> **Written exercise**: Continue the notes on Lewis's The Problem of Pain, starting after their final sentence.

-------- Reading text

I have not found so great faith, no, not in Israel ... [M]any shall come from the east and west, and shall sit down with Abraham ... But the children of the kingdom shall be cast out into outer darkness ...

 

VIII·12  |  in the long run

They will not be forgiven

» Evidently, will not be is here to be under­stood as are unwilling to be Lewis is referring back to several earlier passages in this chapter:

– “How if they will not give in?” (VIII·1)

– “Supposing he will not be converted …” (VIII·5)

– “But forgiveness needs to be accepted as well as offered if it is to be complete”. (VIII·6)

– “… they certainly do not will even the first preliminary stages …” (VIII·11)

An allusion to “shall not be forgiven” (Matthew 12:31, Luke 12:10) is hence implausible.

 

 

 

Chapter IX:  Animal Pain

 

General notes

   » A critique of this chapter by the popular philosopher C. E. M. Joad, followed by Lewis’s reply, was published in The Month, February 1950. The two pieces were reprinted as a single item under the title “The Pains of Animals: A Problem in Theology” in the posthumous volume of Lewis’s essays called God in the Dock (Eerdmans, Grand Rapids 1970), then in the smaller volume Timeless at Heart (1987), and then again in the comprehensive Essay Collection published in 2000. See www.lewisiana.nl/cslessays and www.lewisiana.nl/essayquotes#pains

   » “Any theological consideration of pain always leads one into the knotty problem of animal pain and from this problem to the question of animal salvation. Macdonald grapples with this question in several of his books, attempting to justify some sort of immortality for animals, an immortality which will be achieved through the salvation of men. Man has, therefore, a redemptive duty to perform in the animal world and that is why he has been given dominion over it. … Possibly at the prompting of Macdonald, C. S. Lewis devotes a considerable portion of The Problem of Pain to the subject of animal salvation.”

–– Paul Robert Dettman,
George Macdonald and C. S. Lewis: Master and Disciple
(MA thesis, Oberlin College, 1952), 31-32

   » “In ch. 1 of Leaves from the Trees [by ‘A Member of CSMV’], entitled ‘Consider the Dog: A Study in Right Relationship’, Sister Penelope wrote: ‘The object of this essay is to consider, not the frequent failure of men in their stewardship, but what we ourselves may learn from the humanized animal, to whom we are as God, about the relationship that ought to exist between God and us’ (p. 1). This chapter almost certainly served as the inspiration for Lewis’s similar treatment of the subject in The Problem of Pain.”

----------------
-------- Supplied data

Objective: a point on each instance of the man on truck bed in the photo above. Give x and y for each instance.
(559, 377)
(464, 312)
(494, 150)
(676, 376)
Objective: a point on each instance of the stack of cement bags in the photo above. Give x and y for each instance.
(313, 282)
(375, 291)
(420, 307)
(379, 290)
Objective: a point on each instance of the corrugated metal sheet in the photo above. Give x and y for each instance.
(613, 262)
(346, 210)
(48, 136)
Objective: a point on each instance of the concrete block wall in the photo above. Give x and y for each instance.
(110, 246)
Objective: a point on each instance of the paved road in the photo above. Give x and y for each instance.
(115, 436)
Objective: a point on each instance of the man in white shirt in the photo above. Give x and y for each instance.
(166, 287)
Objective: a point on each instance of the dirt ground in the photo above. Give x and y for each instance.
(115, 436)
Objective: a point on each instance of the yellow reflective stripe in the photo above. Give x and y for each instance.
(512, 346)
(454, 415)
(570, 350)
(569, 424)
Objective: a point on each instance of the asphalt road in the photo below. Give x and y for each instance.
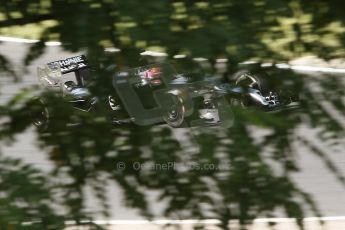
(314, 176)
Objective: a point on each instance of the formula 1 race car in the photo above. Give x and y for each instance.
(156, 94)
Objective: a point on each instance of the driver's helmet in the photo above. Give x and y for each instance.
(152, 73)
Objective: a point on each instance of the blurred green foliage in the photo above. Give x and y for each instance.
(235, 30)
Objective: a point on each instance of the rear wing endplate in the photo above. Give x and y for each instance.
(71, 64)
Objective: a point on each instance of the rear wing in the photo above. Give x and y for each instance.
(69, 65)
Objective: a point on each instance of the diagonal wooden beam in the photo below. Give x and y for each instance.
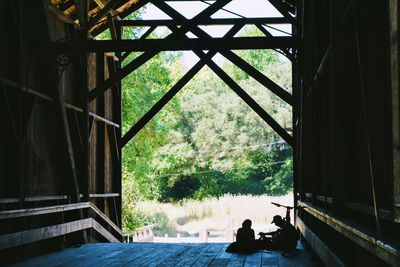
(247, 99)
(280, 6)
(258, 76)
(98, 27)
(285, 51)
(172, 92)
(144, 36)
(103, 12)
(162, 102)
(261, 78)
(139, 61)
(175, 44)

----------------

> **The output**:
–– Walter Hooper in CL2, 265, note 80.

 

 

IX·1  |  thus far of

a plaint of guiltless hurt doth pierce the sky”

» From Arcadia, a pastoral romance in verse and prose by Sir Philip Sidney (1554-1586). In its original context, a strong element of human guilt for animal suffering is implied which seems to be absent from Lewis’s meaning at this point. The line quoted is found in the penultimate stanza in one of the Eclogues sung for King Basilius at the end of Book I of the 1590 edition; in the 1593 and later editions this song is found in the second half of Book III. The song, “As I my little flocke on Ister banke”, tells the story of a time before there were men, and the beasts asked Jove for a king. After warnings from Jove, and from the owl, they are given part of Jove’s “heavenly fire” as a basis for making themselves their king. The result is Man, who gradually develops into a tyrant, maltreating “guiltlesse earth” (by mining and ploughing) and the beasts. The story closes with this complaint:

But yet o man, rage not beyond thy neede:
Deeme it no gloire to swell in tyrannie.
Thou art of blood; ioy not to see things bleede:
Thou fearest death; thinke they are loth to die.
A plaint of guiltlesse hurt doth pierce the skie.
    And you poore beastes, in patience bide your hell,
    Or know your strengths, and then you shall do well.

 

IX·2  |  we may begin

Wordsworth believed that every flower “enjoyed the air it breathes” : See Wordsworth’s “Lines written in Early Spring” (1798), third stanza.

Through Primrose tufts, in that green bower,
The periwinkle trailed its wreaths;
And ’t is my faith that every flower
Enjoys the air it breathes.

 

IX·4  |  in the long run

the distinction ... has great authority ... “a succession of perceptions” ... “a perception of succession”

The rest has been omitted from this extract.